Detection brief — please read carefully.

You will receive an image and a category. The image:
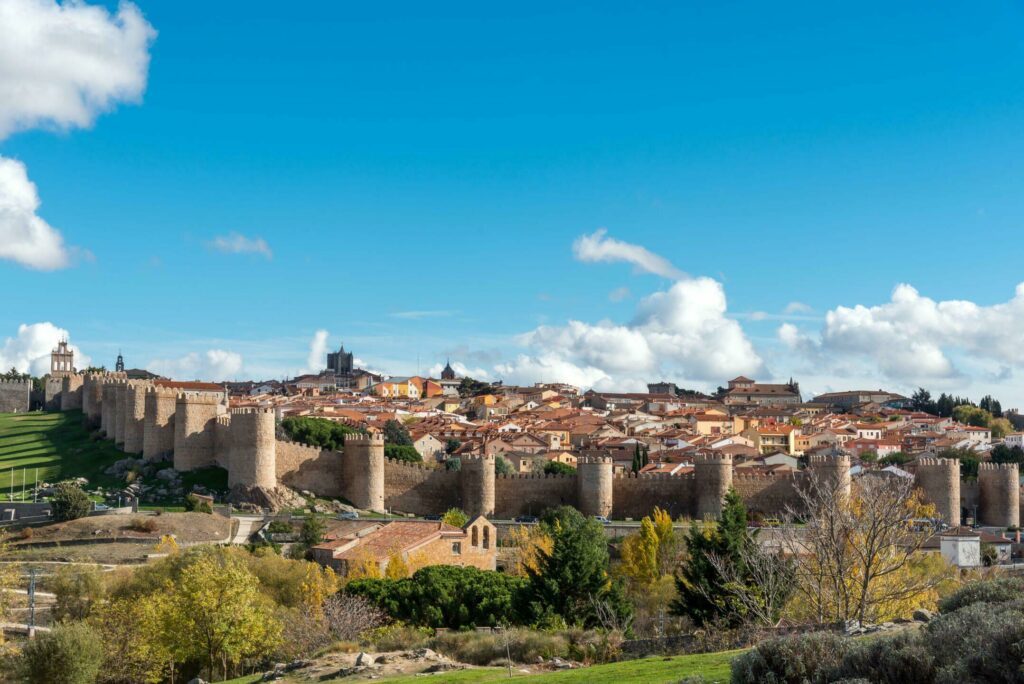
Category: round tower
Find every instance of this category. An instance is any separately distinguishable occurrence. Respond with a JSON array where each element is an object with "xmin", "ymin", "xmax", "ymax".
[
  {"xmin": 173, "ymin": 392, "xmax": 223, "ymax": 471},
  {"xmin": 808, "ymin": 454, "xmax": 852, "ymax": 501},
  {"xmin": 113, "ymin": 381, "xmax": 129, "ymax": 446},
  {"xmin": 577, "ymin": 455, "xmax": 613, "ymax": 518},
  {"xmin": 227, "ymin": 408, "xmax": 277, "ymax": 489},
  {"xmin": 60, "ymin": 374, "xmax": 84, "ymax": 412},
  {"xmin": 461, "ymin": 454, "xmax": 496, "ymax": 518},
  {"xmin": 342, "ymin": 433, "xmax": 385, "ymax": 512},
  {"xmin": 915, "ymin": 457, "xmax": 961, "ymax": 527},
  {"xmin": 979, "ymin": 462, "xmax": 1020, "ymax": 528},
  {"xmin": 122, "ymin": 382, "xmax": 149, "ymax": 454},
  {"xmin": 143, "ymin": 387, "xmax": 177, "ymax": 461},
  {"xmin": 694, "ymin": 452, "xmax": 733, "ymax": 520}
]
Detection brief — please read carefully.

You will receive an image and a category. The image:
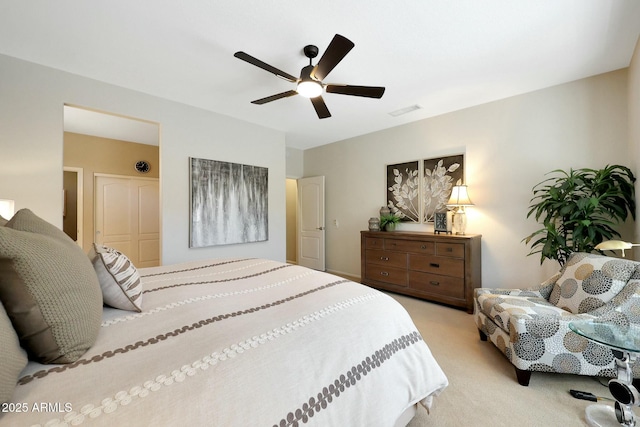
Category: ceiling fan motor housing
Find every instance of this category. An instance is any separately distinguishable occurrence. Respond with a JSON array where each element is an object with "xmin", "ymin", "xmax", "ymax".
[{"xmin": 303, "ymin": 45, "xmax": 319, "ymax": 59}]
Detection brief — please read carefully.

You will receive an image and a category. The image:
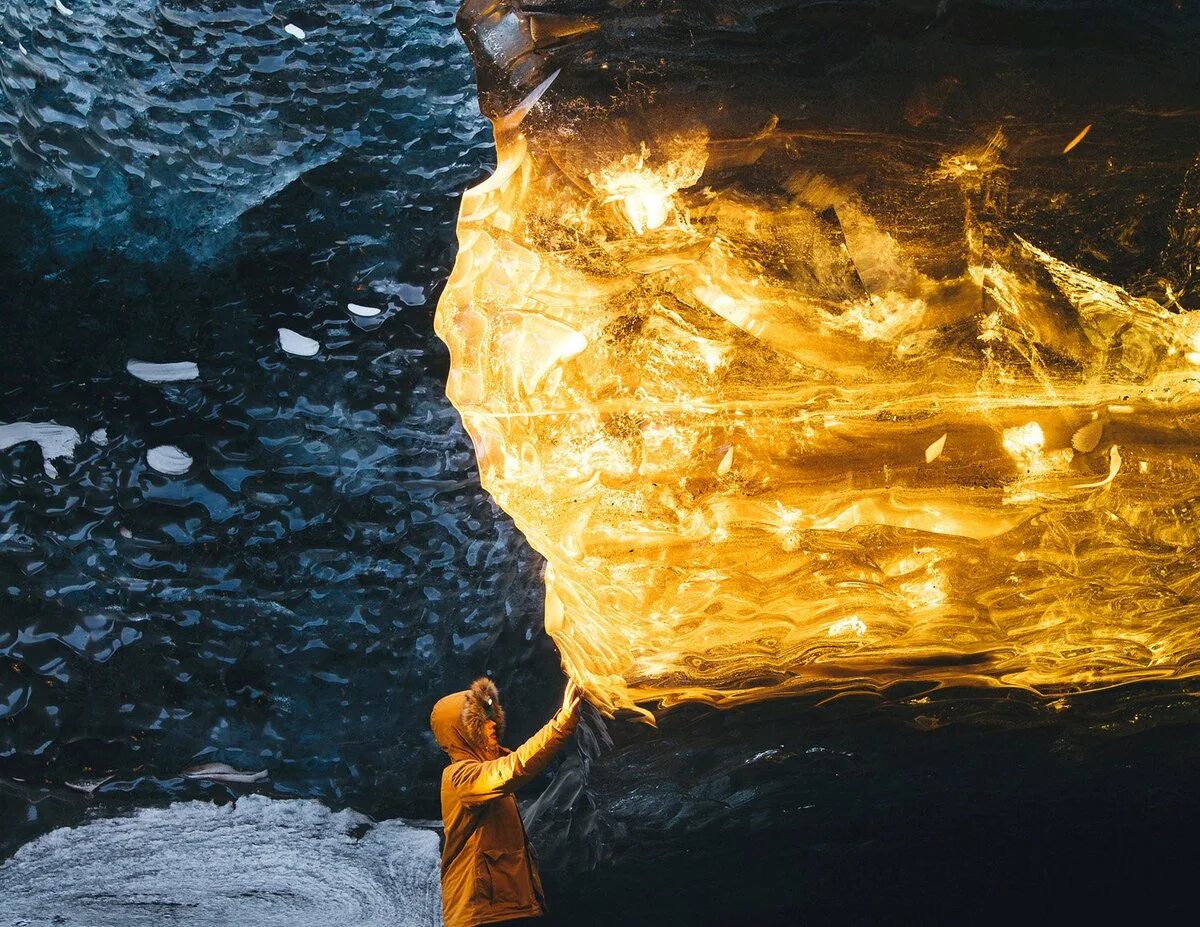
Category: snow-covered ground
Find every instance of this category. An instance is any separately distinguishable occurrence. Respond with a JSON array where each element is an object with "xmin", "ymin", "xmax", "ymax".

· · · ·

## What needs to be done
Leaving out the pictures, transcribe the material above exactly.

## Exercise output
Detection brief — please read carefully.

You will receive an image and a category. The image:
Category: round tower
Find every instance of this category. An instance is any separately distinguishable occurrence. Respond with a JSON array where each element is an object with "xmin", "ymin", "xmax", "ymax".
[
  {"xmin": 173, "ymin": 392, "xmax": 223, "ymax": 471},
  {"xmin": 808, "ymin": 454, "xmax": 852, "ymax": 501},
  {"xmin": 113, "ymin": 381, "xmax": 129, "ymax": 446},
  {"xmin": 577, "ymin": 455, "xmax": 613, "ymax": 518},
  {"xmin": 227, "ymin": 408, "xmax": 277, "ymax": 489},
  {"xmin": 60, "ymin": 374, "xmax": 84, "ymax": 412},
  {"xmin": 461, "ymin": 454, "xmax": 496, "ymax": 518},
  {"xmin": 342, "ymin": 433, "xmax": 385, "ymax": 512},
  {"xmin": 915, "ymin": 457, "xmax": 961, "ymax": 527},
  {"xmin": 979, "ymin": 462, "xmax": 1020, "ymax": 528},
  {"xmin": 122, "ymin": 382, "xmax": 149, "ymax": 454},
  {"xmin": 143, "ymin": 387, "xmax": 177, "ymax": 461},
  {"xmin": 694, "ymin": 452, "xmax": 733, "ymax": 520}
]
Detection brief — please read carefully.

You will receive an image and a category. The image:
Category: ceiling fan motor housing
Find every instance of this category. An instance is any separately distinguishable occurrence. Respond with a JSON array where each element is an object with "xmin", "ymin", "xmax", "ymax".
[{"xmin": 303, "ymin": 45, "xmax": 319, "ymax": 59}]
Detection brief — please read carefully.

You will receive an image and a category. The image:
Category: snow-covered ground
Find every instance of this category. An instance is any separately distinguishable occurrence. Respond with a JSON array where each element is an object with "xmin", "ymin", "xmax", "ymax".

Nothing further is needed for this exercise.